• _What is asked_
In every row below, change "simplified polygon" to "simple polygon" and reproduce all lines otherwise unchanged.

• _Source data_

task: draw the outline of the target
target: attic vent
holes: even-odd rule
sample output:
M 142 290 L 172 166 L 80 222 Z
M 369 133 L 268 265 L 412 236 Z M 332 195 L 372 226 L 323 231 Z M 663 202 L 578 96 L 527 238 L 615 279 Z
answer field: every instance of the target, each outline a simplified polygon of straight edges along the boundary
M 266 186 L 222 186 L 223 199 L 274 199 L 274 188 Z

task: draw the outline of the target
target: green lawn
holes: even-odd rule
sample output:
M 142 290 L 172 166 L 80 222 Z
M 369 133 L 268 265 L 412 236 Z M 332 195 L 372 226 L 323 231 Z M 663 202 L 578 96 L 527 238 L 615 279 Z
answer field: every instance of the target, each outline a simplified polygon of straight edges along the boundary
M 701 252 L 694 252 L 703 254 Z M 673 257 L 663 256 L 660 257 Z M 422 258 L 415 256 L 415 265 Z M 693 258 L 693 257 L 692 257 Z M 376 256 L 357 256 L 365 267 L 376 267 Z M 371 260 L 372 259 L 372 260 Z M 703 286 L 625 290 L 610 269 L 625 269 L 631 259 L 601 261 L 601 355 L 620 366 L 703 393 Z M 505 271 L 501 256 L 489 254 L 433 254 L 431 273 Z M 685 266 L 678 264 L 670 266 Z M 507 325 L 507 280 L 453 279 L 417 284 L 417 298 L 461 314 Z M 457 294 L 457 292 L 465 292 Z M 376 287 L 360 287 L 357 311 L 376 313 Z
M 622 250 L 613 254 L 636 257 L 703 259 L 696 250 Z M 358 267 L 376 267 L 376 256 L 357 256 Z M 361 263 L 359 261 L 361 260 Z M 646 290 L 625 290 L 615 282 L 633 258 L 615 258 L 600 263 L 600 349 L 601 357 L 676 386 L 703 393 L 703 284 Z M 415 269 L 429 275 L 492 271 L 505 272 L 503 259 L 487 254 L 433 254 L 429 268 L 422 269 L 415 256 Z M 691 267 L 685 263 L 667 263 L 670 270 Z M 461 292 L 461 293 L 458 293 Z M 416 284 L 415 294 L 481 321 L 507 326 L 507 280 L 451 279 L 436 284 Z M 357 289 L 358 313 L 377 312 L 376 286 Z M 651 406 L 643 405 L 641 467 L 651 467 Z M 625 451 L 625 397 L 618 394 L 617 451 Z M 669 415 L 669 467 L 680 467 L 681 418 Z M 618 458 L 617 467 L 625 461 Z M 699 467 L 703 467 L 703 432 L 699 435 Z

• _Answer to this exercise_
task: draw the outline of the target
target: attic vent
holes: even-odd rule
sample output:
M 142 290 L 172 166 L 80 222 Z
M 369 133 L 268 265 L 412 236 Z M 332 195 L 372 226 L 323 231 Z M 663 202 L 578 96 L 527 238 L 615 279 Z
answer field: every instance of the target, each outline a simple polygon of straight edges along the boundary
M 266 186 L 222 186 L 223 199 L 274 199 L 274 188 Z

task: draw the outline of the target
target: green lawn
holes: even-odd rule
sample output:
M 142 290 L 172 166 L 80 222 Z
M 369 133 L 268 265 L 412 236 Z M 332 195 L 372 226 L 323 231 Z M 663 202 L 578 96 L 527 238 L 615 279 Z
answer field: every instance of the target, each outline a simple polygon of straight edges along the boundary
M 701 252 L 694 252 L 703 254 Z M 673 257 L 663 256 L 660 257 Z M 422 258 L 415 256 L 415 265 Z M 693 258 L 693 257 L 692 257 Z M 376 256 L 357 256 L 365 267 L 376 267 Z M 371 260 L 372 259 L 372 260 Z M 703 286 L 625 290 L 610 269 L 625 269 L 631 259 L 601 261 L 601 355 L 620 366 L 703 393 Z M 505 271 L 501 256 L 489 254 L 433 254 L 431 273 Z M 685 266 L 678 264 L 670 266 Z M 507 325 L 507 280 L 453 279 L 417 284 L 417 298 L 461 314 Z M 457 294 L 457 292 L 465 292 Z M 376 287 L 360 287 L 357 311 L 376 313 Z
M 622 250 L 613 254 L 636 257 L 703 259 L 696 250 Z M 358 267 L 376 267 L 376 256 L 357 256 Z M 361 263 L 359 261 L 361 260 Z M 646 290 L 625 290 L 615 282 L 633 258 L 615 258 L 600 263 L 600 349 L 601 357 L 676 386 L 703 393 L 703 284 Z M 415 269 L 429 275 L 492 271 L 505 272 L 503 259 L 487 254 L 433 254 L 429 268 L 422 269 L 415 256 Z M 691 267 L 685 263 L 667 263 L 670 270 Z M 461 292 L 461 293 L 458 293 Z M 416 284 L 415 294 L 481 321 L 507 326 L 507 280 L 451 279 L 436 284 Z M 357 289 L 358 313 L 377 312 L 376 286 Z M 651 406 L 643 405 L 641 467 L 651 467 Z M 625 451 L 625 397 L 618 394 L 617 451 Z M 669 415 L 669 467 L 680 467 L 681 418 Z M 618 458 L 617 467 L 625 461 Z M 699 467 L 703 467 L 703 432 L 699 435 Z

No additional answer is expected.